§ **Required action**: Repeat the records in full. No pictures belong in the copy.

§ **Data extract**:
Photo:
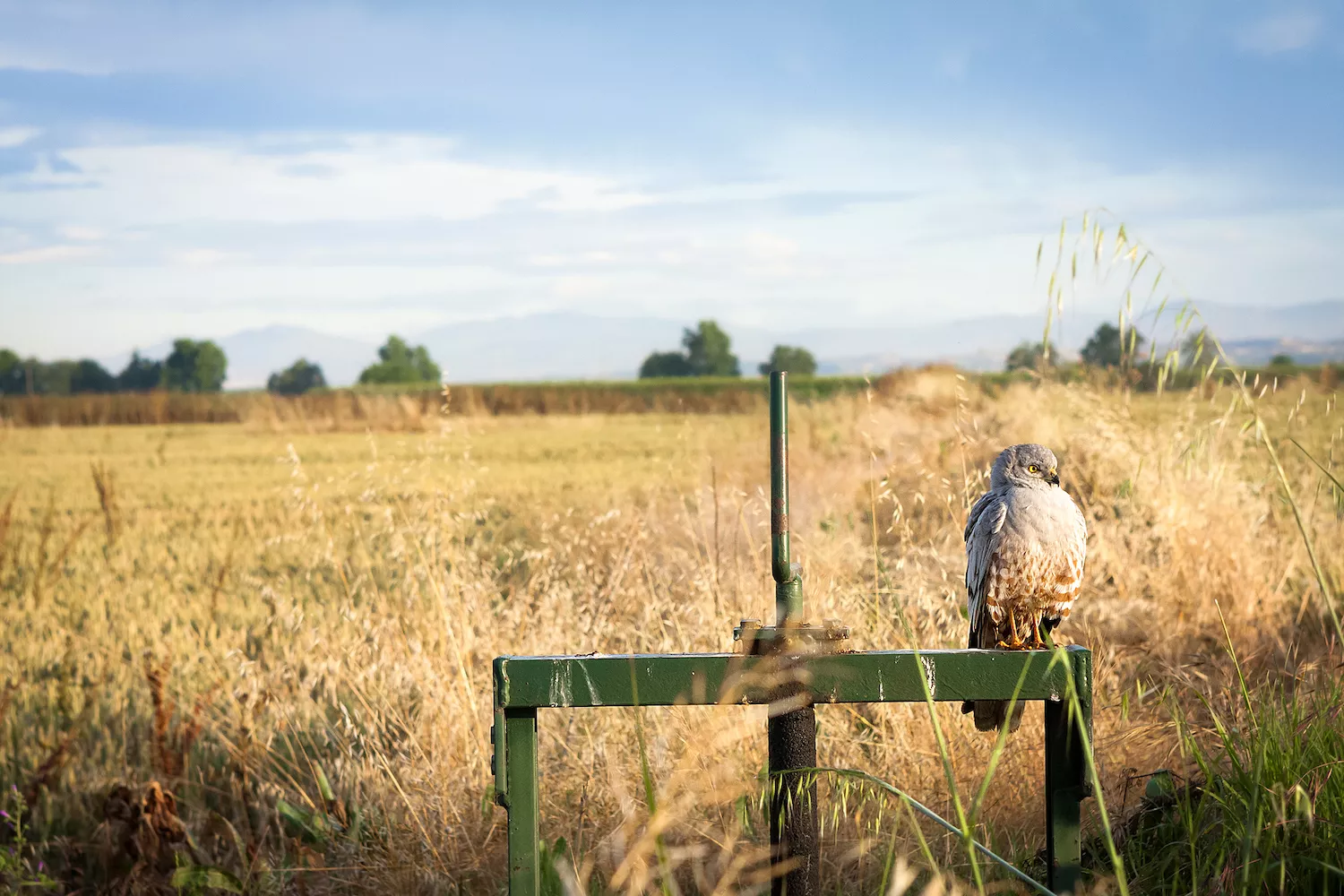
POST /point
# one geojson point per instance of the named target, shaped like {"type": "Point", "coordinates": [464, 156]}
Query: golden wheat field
{"type": "Point", "coordinates": [274, 645]}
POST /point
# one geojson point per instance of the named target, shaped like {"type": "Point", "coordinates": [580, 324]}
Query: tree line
{"type": "Point", "coordinates": [191, 367]}
{"type": "Point", "coordinates": [707, 351]}
{"type": "Point", "coordinates": [198, 366]}
{"type": "Point", "coordinates": [1112, 347]}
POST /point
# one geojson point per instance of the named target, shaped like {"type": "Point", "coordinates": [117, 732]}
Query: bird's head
{"type": "Point", "coordinates": [1026, 466]}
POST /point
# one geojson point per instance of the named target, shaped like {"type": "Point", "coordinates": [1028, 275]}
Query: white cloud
{"type": "Point", "coordinates": [46, 254]}
{"type": "Point", "coordinates": [840, 225]}
{"type": "Point", "coordinates": [16, 136]}
{"type": "Point", "coordinates": [81, 234]}
{"type": "Point", "coordinates": [203, 257]}
{"type": "Point", "coordinates": [1281, 32]}
{"type": "Point", "coordinates": [368, 177]}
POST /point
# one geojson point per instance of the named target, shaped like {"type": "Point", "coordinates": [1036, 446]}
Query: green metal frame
{"type": "Point", "coordinates": [527, 684]}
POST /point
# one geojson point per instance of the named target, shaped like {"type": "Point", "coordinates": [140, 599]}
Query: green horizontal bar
{"type": "Point", "coordinates": [706, 678]}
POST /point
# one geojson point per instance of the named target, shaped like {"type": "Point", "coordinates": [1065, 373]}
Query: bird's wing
{"type": "Point", "coordinates": [983, 528]}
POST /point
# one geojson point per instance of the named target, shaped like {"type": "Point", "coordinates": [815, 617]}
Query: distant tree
{"type": "Point", "coordinates": [140, 375]}
{"type": "Point", "coordinates": [710, 351]}
{"type": "Point", "coordinates": [13, 376]}
{"type": "Point", "coordinates": [195, 367]}
{"type": "Point", "coordinates": [664, 365]}
{"type": "Point", "coordinates": [1107, 347]}
{"type": "Point", "coordinates": [400, 363]}
{"type": "Point", "coordinates": [792, 360]}
{"type": "Point", "coordinates": [297, 379]}
{"type": "Point", "coordinates": [1029, 355]}
{"type": "Point", "coordinates": [91, 376]}
{"type": "Point", "coordinates": [19, 376]}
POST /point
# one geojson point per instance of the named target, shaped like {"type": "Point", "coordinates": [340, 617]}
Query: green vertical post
{"type": "Point", "coordinates": [788, 587]}
{"type": "Point", "coordinates": [521, 798]}
{"type": "Point", "coordinates": [1066, 778]}
{"type": "Point", "coordinates": [793, 734]}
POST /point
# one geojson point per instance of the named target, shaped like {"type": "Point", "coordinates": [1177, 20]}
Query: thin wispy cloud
{"type": "Point", "coordinates": [1282, 32]}
{"type": "Point", "coordinates": [374, 168]}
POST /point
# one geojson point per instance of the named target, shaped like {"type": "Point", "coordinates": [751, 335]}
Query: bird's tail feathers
{"type": "Point", "coordinates": [989, 715]}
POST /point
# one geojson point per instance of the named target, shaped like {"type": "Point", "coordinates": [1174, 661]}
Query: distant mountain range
{"type": "Point", "coordinates": [572, 346]}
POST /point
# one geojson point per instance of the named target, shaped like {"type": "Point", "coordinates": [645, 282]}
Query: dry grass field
{"type": "Point", "coordinates": [266, 650]}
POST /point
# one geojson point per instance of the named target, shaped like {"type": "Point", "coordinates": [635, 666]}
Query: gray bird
{"type": "Point", "coordinates": [1026, 546]}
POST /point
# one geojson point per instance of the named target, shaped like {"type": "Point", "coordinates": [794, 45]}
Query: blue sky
{"type": "Point", "coordinates": [201, 168]}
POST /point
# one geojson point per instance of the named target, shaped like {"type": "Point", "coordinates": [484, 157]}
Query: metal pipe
{"type": "Point", "coordinates": [793, 734]}
{"type": "Point", "coordinates": [780, 479]}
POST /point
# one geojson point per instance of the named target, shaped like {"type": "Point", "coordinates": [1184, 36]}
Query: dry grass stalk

§ **Output for this exercise**:
Photo:
POST /point
# one geojson point per instance of the named target, shaped like {"type": "Point", "coordinates": [464, 156]}
Query: golden wheat field
{"type": "Point", "coordinates": [274, 645]}
POST /point
# one geojson point per instance of the named target, shaped like {"type": "Point", "coordinates": [580, 324]}
Query: tree line
{"type": "Point", "coordinates": [191, 367]}
{"type": "Point", "coordinates": [707, 351]}
{"type": "Point", "coordinates": [198, 366]}
{"type": "Point", "coordinates": [1112, 347]}
POST /point
# one geojson point per instance of the named target, shaped like {"type": "Point", "coordinates": [117, 732]}
Query: bird's head
{"type": "Point", "coordinates": [1026, 466]}
POST /point
# one geojson point per instance of the named target, shaped like {"type": "Point", "coordinates": [1028, 275]}
Query: white cloud
{"type": "Point", "coordinates": [46, 254]}
{"type": "Point", "coordinates": [840, 225]}
{"type": "Point", "coordinates": [16, 136]}
{"type": "Point", "coordinates": [81, 234]}
{"type": "Point", "coordinates": [203, 257]}
{"type": "Point", "coordinates": [1281, 32]}
{"type": "Point", "coordinates": [368, 177]}
POST /point
# one geojson point per instance of the named target, shaped like {"type": "Point", "coordinates": [1036, 446]}
Query: green metal frame
{"type": "Point", "coordinates": [527, 684]}
POST /point
# one geojson point per instance of the named target, shaped like {"type": "Point", "coordinates": [140, 599]}
Query: green horizontal bar
{"type": "Point", "coordinates": [706, 678]}
POST /point
# one geojson point per instance of the named target, shaped like {"type": "Point", "coordinates": [1065, 373]}
Query: bird's wing
{"type": "Point", "coordinates": [983, 528]}
POST /point
# one geojson point per instance of the named target, shaped like {"type": "Point", "coordinates": [815, 617]}
Query: distant tree
{"type": "Point", "coordinates": [140, 375]}
{"type": "Point", "coordinates": [710, 351]}
{"type": "Point", "coordinates": [13, 376]}
{"type": "Point", "coordinates": [195, 367]}
{"type": "Point", "coordinates": [664, 365]}
{"type": "Point", "coordinates": [1107, 347]}
{"type": "Point", "coordinates": [400, 363]}
{"type": "Point", "coordinates": [792, 360]}
{"type": "Point", "coordinates": [297, 379]}
{"type": "Point", "coordinates": [1029, 355]}
{"type": "Point", "coordinates": [91, 376]}
{"type": "Point", "coordinates": [19, 376]}
POST /point
# one geojson point per instance of the named target, shaped like {"type": "Point", "coordinates": [340, 617]}
Query: green vertical post
{"type": "Point", "coordinates": [788, 587]}
{"type": "Point", "coordinates": [521, 798]}
{"type": "Point", "coordinates": [1066, 778]}
{"type": "Point", "coordinates": [793, 734]}
POST /point
# one geojson point per instance of the named target, shaped like {"type": "Point", "coordinates": [1177, 20]}
Query: thin wispy cloud
{"type": "Point", "coordinates": [1282, 32]}
{"type": "Point", "coordinates": [374, 168]}
POST /point
# one geojson point per instance of the named target, shaped like {"type": "Point", "coordinates": [751, 335]}
Query: bird's tail feathers
{"type": "Point", "coordinates": [989, 715]}
POST /point
# one geojson point per instance of the named target, shaped like {"type": "Point", "coordinates": [1174, 661]}
Query: distant mountain range
{"type": "Point", "coordinates": [572, 346]}
POST /point
# one geojson point per instance of the named target, shaped like {"type": "Point", "coordinates": [645, 282]}
Query: dry grass field
{"type": "Point", "coordinates": [266, 650]}
POST /point
# one geojson point per instance of the named target, shaped like {"type": "Point", "coordinates": [635, 666]}
Query: gray bird
{"type": "Point", "coordinates": [1026, 546]}
POST /point
# one geojson point per instance of the named target, shaped like {"type": "Point", "coordinates": [794, 45]}
Query: blue sky
{"type": "Point", "coordinates": [201, 168]}
POST /point
# one geojson point per instance of the named target, shaped like {"type": "Point", "coordinates": [484, 157]}
Query: metal pipe
{"type": "Point", "coordinates": [793, 734]}
{"type": "Point", "coordinates": [780, 479]}
POST /point
# one geojson point per instance of the named target, shaped like {"type": "Point", "coordinates": [1184, 36]}
Query: dry grass stalk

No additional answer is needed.